* **SUPPLIED MATERIAL**
********
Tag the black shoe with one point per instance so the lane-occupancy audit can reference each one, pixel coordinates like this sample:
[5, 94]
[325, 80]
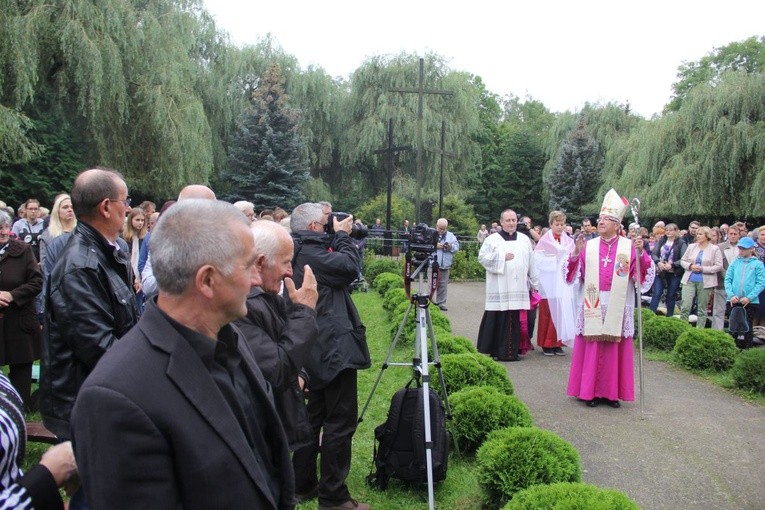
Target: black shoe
[307, 496]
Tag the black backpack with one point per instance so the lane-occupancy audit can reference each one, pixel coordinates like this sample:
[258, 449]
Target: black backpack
[400, 441]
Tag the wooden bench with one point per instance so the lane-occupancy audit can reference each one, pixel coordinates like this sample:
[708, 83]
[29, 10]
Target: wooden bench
[37, 433]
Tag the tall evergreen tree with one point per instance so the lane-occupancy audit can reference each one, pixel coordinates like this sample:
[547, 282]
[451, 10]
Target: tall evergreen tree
[575, 180]
[266, 158]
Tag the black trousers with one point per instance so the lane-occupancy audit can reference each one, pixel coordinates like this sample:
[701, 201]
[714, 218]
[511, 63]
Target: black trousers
[333, 411]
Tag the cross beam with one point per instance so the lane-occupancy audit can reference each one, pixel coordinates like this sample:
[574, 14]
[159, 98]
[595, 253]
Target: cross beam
[420, 91]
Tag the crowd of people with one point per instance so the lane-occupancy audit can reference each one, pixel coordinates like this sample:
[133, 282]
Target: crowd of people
[205, 344]
[581, 285]
[180, 350]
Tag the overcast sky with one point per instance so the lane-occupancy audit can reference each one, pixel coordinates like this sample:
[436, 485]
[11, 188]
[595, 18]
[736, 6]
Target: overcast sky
[562, 53]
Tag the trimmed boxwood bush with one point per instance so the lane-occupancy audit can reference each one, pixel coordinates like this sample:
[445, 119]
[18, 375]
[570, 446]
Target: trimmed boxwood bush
[647, 314]
[570, 496]
[662, 332]
[386, 281]
[515, 458]
[705, 349]
[748, 371]
[383, 265]
[477, 411]
[463, 370]
[393, 298]
[450, 344]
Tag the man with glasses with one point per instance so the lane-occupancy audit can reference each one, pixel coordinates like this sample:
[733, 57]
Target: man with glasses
[90, 302]
[29, 228]
[339, 352]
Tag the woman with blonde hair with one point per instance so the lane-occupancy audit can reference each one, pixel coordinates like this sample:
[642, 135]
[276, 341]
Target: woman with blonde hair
[702, 262]
[62, 220]
[134, 233]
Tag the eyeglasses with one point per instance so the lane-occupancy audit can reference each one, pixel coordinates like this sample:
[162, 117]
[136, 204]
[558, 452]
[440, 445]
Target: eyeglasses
[125, 202]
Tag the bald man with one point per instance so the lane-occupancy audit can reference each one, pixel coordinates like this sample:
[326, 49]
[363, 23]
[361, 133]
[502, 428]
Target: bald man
[148, 282]
[90, 301]
[281, 333]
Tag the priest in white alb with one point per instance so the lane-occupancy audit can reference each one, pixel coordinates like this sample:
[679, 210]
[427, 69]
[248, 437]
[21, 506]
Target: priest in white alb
[510, 275]
[602, 363]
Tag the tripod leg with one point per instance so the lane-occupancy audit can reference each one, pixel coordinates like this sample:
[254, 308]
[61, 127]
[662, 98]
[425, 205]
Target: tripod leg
[386, 363]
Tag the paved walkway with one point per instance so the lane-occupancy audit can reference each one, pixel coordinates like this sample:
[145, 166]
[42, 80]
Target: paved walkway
[695, 447]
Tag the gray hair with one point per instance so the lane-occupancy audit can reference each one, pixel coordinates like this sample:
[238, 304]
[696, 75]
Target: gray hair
[5, 219]
[268, 237]
[305, 214]
[192, 233]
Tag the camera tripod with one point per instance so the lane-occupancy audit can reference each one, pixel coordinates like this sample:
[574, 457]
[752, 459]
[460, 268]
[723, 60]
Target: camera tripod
[420, 363]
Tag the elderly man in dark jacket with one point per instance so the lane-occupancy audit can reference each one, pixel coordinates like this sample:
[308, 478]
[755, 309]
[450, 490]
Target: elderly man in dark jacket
[90, 300]
[281, 334]
[20, 282]
[339, 351]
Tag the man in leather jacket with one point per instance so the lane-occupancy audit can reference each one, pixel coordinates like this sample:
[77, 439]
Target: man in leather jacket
[90, 301]
[340, 350]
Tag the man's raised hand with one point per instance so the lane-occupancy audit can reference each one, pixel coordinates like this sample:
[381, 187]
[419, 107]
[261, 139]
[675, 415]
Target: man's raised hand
[307, 294]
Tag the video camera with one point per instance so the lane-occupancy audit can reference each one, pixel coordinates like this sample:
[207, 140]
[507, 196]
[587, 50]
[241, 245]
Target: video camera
********
* **HOW TO COMPLETE THIS TASK**
Each line of the data that has the string "video" counts once; give the total and nothing else.

* **RESULT FOR THIS EXERCISE**
2